Task to carry out => Write out these rows word for word, keeping every line as it is.

• • • •

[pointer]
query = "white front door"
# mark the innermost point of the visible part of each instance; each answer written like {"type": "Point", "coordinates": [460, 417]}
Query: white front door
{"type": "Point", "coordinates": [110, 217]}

• • • •

Expected answer =>
[pointer]
query = "white front door"
# mark the innermost point of the visible part of each instance; each answer written like {"type": "Point", "coordinates": [460, 417]}
Query: white front door
{"type": "Point", "coordinates": [110, 217]}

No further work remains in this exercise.